Activists debate whether reduction in public support reflects the more than 150 exonerations, often but not exclusively based on DNA evidence, or the availability of life without parole sentences as an alternative sentence. Few disagree, however, that the movement away from capital punishment is pronounced. Both Steikers clerked for Thurgood Marshall who in the 1972 case took the novel position that the legitimacy of the death penalty should be measured by the views of those who had knowledge of its actual operation rather than by merely pollster nose counting. This approach assumes that combining a more searching view of public opinion--abstraction is the enemy of understanding how the capital system works-- with the informed views of the Justices themselves results in the proper legal test to measure whether capital sentencing amount to cruel and unusual punishment.

----

- [Directions]
a - Decide whether each statement agrees with the passage on capital punishment, answering yes or no and quoting the deciding words: (i) activists agree that the drop in public support is due to exonerations; (ii) both Steikers clerked for Thurgood Marshall; (iii) Marshall held that the death penalty's legitimacy should be judged by pollster nose counting.
b - Resume the passage on capital punishment after its final sentence.
The material can be set aside.

----

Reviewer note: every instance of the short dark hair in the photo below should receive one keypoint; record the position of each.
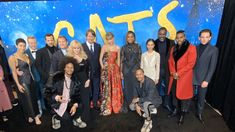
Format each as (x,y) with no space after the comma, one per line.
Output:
(65,61)
(91,31)
(149,41)
(130,32)
(139,69)
(62,37)
(20,40)
(49,35)
(205,31)
(180,31)
(162,28)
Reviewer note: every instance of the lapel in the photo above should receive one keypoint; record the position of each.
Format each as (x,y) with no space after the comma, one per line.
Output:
(30,55)
(204,53)
(71,88)
(86,48)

----

- [Answer set]
a -
(i) No: "Activists debate whether reduction in public support reflects the more than 150 exonerations"
(ii) Yes: "Both Steikers clerked for Thurgood Marshall"
(iii) No: "by the views of those who had knowledge of its actual operation rather than by merely pollster nose counting"

b -
After taking the reader through the Court's failed project to rationally regulate the death penalty, the Steikers set out "A Blueprint for Constitutional Abolition," a path they believe builds, on precedent, takes seriously language used by Justice Anthony Kennedy, the key swing vote in many previous decisions narrowing the death penalty, and protects the Court from the another backlash of the sort that occurred after the Furman decision.
Unless one believes that the definition of what makes a cruel and unusual punishment is trapped in its 18th Century meaning, the need for proportionality between harshness of a sentence and the extent to which it advances a legitimate purpose of the criminal law is essential. In modern terms, most Justices have adhered to the 1958 statement of Chief Justice Warren that the proper test measures "evolving standards of decency." In short, cruelty reflects what sanctions society regards as intolerable, a standard that inevitably requires analysis of the present context and frequency of a punishment.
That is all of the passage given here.